== STATED EXERCISE ==
Copy out the entries below word for word, reproducing every line in its original order.

Stored records
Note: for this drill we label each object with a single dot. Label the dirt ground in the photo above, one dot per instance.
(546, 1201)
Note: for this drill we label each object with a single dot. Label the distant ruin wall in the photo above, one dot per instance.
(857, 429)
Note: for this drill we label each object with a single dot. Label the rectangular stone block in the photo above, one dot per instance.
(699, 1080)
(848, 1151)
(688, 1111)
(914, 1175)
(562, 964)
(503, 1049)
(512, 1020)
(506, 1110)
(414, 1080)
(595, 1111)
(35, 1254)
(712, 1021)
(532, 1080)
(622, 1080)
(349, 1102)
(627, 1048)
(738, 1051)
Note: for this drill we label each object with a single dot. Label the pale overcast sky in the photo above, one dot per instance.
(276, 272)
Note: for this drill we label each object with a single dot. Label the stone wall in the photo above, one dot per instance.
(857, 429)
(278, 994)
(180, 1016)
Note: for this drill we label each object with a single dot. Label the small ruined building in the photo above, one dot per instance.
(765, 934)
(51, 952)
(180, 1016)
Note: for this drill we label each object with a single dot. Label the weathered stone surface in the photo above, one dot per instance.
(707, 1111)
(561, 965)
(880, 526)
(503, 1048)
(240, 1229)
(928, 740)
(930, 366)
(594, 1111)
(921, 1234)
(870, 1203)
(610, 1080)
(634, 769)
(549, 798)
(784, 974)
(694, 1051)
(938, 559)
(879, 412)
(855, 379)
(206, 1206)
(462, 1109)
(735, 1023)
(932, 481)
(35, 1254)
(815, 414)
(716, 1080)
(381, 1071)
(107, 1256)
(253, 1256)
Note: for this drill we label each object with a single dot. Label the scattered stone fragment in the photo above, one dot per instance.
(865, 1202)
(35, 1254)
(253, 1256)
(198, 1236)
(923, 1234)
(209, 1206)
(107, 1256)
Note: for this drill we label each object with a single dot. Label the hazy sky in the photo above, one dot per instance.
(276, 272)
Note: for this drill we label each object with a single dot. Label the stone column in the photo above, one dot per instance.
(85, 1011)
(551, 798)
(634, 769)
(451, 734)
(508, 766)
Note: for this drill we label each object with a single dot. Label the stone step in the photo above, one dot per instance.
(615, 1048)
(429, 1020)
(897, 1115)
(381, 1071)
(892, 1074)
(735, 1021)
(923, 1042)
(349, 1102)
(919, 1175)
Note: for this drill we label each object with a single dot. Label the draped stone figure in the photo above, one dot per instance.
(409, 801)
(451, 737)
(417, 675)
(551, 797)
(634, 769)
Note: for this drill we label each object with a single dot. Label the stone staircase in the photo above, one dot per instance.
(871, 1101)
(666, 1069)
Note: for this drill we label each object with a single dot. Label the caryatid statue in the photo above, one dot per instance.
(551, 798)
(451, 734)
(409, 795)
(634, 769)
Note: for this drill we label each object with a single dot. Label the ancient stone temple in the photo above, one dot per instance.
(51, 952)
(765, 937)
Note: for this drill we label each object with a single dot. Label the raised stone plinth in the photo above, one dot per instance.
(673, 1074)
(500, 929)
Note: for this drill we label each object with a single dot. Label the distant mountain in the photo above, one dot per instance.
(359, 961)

== CORRECT RESULT ==
Note: for this drill we label each object with a single dot. Label the dirt ground in the photo above, one dot per instance.
(546, 1201)
Note: for this drill we label each object with a single dot. Label the distant ruin wall in the photo above, one dot per instance.
(857, 429)
Note: for this drill we label each object with a single dot. Label the rectangular stone block in the photo above, one dot per instance.
(699, 1080)
(848, 1151)
(688, 1111)
(914, 1175)
(562, 964)
(503, 1049)
(512, 1020)
(506, 1110)
(414, 1080)
(595, 1111)
(35, 1254)
(712, 1021)
(532, 1080)
(622, 1080)
(349, 1102)
(627, 1048)
(738, 1051)
Note: for this drill we label each object with a single dot. Label the pale overcast sky in the photo above, one dot per instance.
(276, 272)
Note: for this drill we label each object with a single dot. Label the stone wall in the photo above, one dot per instance.
(857, 429)
(278, 994)
(180, 1016)
Note: for this drill we label each object with a single dot. Label the small ruined building in the photo above, one dot per instance.
(765, 934)
(51, 952)
(180, 1016)
Note: for this drill we label each object with a single dot. Label the weathered stone surface in the photo above, one dot per instance.
(707, 1111)
(561, 965)
(880, 526)
(503, 1048)
(240, 1229)
(928, 740)
(930, 366)
(594, 1111)
(921, 1234)
(870, 1203)
(610, 1080)
(634, 769)
(549, 798)
(784, 974)
(694, 1051)
(938, 559)
(879, 412)
(855, 379)
(206, 1206)
(462, 1109)
(735, 1023)
(932, 481)
(35, 1254)
(815, 414)
(716, 1080)
(381, 1071)
(107, 1256)
(253, 1256)
Note: for this drill we label each object with a single dot. Label the scattered stone fragment in the photo above, one dot per instance.
(865, 1202)
(35, 1254)
(253, 1256)
(198, 1236)
(923, 1234)
(209, 1206)
(107, 1256)
Note: for this drill we label each object with a single dot. Label the hazy sky in the photo above, one dot per instance.
(276, 272)
Note: for this drill we label each object with a single dot. Label the stone column in the photo above, one dot per instance.
(85, 1011)
(551, 798)
(634, 769)
(451, 734)
(508, 766)
Note: for this drill we label each object with a single dot. Label the stone step in the photo above, one dot per instance.
(615, 1048)
(429, 1020)
(897, 1115)
(381, 1071)
(892, 1074)
(735, 1021)
(923, 1042)
(349, 1102)
(919, 1175)
Note: for this drill we label each object with a single dot. Label the draped stone figure in the photo above, one dot per instance.
(409, 801)
(451, 737)
(417, 675)
(551, 797)
(634, 769)
Note: for this drill we label each object with a single dot. Label the stone staircase in the photo above, one dot per instance.
(871, 1101)
(666, 1069)
Note: for this drill we label each object with a single dot. Label the caryatid statue in the photo above, one dot per instance.
(551, 798)
(451, 734)
(409, 795)
(634, 769)
Note: for this drill we label each object with a single dot. Label the ancient stone temple in the photo above, one dot per instance.
(51, 952)
(765, 937)
Note: for this drill we label each object with a single dot. Label the raised stone plinth in the photo above, one dot per instance.
(673, 1074)
(500, 929)
Note: for this drill we label each object with a single dot. Label the distant mountain in the photo above, one dot per instance.
(359, 961)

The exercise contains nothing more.